▶ Do this: Give the material below as a two-column CSV with the headers request and answer, one row per request, covering only the stretch from the line containing "[pin] pantry door -- one per line" through the end of the material. Put each request's text and its answer in its own quoted field, replacing line breaks with spaces.
[start Listed entries]
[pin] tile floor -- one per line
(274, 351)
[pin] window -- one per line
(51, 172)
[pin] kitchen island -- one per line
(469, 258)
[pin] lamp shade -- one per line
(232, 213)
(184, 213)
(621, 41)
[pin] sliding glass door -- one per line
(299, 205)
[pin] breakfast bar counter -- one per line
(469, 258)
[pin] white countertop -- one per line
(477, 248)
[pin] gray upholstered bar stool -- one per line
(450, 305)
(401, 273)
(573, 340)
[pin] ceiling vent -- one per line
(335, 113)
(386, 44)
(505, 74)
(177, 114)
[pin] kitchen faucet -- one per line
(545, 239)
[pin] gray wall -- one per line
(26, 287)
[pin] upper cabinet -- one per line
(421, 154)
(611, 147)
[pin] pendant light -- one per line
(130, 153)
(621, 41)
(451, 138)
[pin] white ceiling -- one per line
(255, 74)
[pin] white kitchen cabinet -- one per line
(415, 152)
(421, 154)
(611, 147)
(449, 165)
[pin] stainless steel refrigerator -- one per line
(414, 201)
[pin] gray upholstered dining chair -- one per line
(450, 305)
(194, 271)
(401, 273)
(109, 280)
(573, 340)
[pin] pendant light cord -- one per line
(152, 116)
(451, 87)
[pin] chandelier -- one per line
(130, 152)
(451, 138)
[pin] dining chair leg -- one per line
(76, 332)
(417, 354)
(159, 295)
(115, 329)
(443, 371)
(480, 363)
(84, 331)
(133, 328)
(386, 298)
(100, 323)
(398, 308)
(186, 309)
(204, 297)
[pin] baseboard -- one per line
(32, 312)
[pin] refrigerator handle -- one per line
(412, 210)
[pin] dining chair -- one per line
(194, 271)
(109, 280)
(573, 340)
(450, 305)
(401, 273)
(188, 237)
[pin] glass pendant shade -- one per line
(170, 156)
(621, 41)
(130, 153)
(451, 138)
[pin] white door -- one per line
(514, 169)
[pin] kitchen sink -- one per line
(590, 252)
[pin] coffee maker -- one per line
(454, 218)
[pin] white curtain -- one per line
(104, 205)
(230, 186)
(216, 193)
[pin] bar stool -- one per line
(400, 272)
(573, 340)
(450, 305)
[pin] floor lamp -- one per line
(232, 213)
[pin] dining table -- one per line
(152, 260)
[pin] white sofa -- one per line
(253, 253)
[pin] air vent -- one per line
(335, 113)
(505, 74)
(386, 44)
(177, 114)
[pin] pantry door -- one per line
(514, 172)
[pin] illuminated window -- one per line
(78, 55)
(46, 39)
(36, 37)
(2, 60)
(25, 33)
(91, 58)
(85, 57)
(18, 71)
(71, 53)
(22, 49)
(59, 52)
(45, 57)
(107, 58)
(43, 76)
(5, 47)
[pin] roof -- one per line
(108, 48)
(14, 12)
[end Listed entries]
▶ Final answer:
request,answer
"[pin] pantry door -- one per line","(514, 172)"
"[pin] illuminated window -- one per line","(78, 55) (46, 39) (36, 37) (2, 60) (25, 33) (91, 58) (85, 57) (18, 71) (71, 53) (22, 49) (59, 52) (45, 57) (107, 58) (43, 76) (5, 47)"
"[pin] roof -- one per line","(108, 48) (14, 12)"